WORK REQUIRED —
Retype every entry below without pictures.

INPUT —
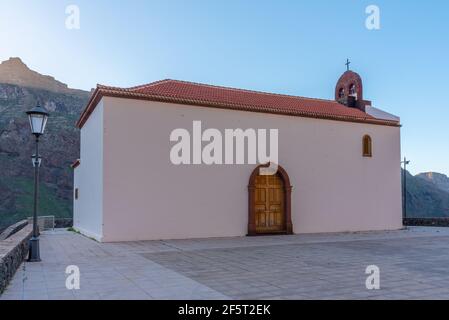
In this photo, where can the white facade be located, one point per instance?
(129, 189)
(88, 179)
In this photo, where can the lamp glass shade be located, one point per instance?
(33, 160)
(38, 120)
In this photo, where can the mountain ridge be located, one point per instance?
(20, 90)
(15, 71)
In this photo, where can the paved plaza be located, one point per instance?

EXERCISE ANSWER —
In this photo, where can the white facade be located, one point per instance?
(129, 189)
(88, 179)
In this photo, where can the lamp glass shade be located, one point per instance?
(33, 160)
(38, 120)
In this photo, where can the mountain ridge be located, one point per instance?
(20, 90)
(15, 71)
In this photo, where can the paved plaza be located, one point per instance?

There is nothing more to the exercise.